----- INFORMATION SHOWN -----
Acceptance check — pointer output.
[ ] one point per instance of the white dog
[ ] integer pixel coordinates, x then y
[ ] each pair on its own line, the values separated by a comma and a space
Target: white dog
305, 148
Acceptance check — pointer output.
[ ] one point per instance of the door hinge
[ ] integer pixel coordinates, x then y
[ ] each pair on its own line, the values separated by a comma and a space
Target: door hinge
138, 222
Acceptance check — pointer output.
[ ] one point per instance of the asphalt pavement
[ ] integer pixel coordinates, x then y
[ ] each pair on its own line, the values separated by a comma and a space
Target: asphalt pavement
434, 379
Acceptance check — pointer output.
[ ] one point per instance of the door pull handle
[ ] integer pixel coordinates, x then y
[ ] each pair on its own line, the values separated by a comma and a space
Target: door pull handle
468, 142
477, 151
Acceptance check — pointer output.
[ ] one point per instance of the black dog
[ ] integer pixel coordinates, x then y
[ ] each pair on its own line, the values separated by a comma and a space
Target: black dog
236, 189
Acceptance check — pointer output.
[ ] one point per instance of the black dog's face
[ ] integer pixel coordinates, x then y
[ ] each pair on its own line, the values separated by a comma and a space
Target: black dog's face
-----
• _WHAT TO PRODUCE_
Print all of the records above again, verbatim and in their original order, without altering any line.

• _THE OUTPUT_
Acceptance check — pointer output.
[ ] one point per instance of the white dog
[ ] integer pixel coordinates, x then y
[ ] each pair on its own line, the values separated by a comma and a space
Target: white dog
305, 148
Acceptance check — pointer output.
[ ] one point per instance of the door hinge
[ ] integer pixel coordinates, x then y
[ ] each pair on its own line, the values separated by a comma and a space
Target: door hinge
138, 222
Acceptance check — pointer output.
[ ] one point per instance of the asphalt pavement
[ ] integer pixel coordinates, x then y
[ ] each pair on its own line, the values separated by a comma and a space
Target: asphalt pavement
434, 379
Acceptance check — pointer output.
[ ] one point per instance of the door pull handle
[ ] integer pixel coordinates, x then y
[ ] each pair on its own line, the values separated by a comma and a space
Target: door pull handle
468, 142
477, 151
Acceptance check — pointer output.
[ ] one point per instance of the black dog
[ ] integer pixel coordinates, x then y
[ ] each pair on its own line, the values separated by a comma and a space
Target: black dog
236, 189
Acceptance check — pointer output.
[ ] one point per instance of the black dog's face
[ ] integer pixel coordinates, x then y
[ ] each pair on its own line, the values separated by a comma and a space
Target: black dog's face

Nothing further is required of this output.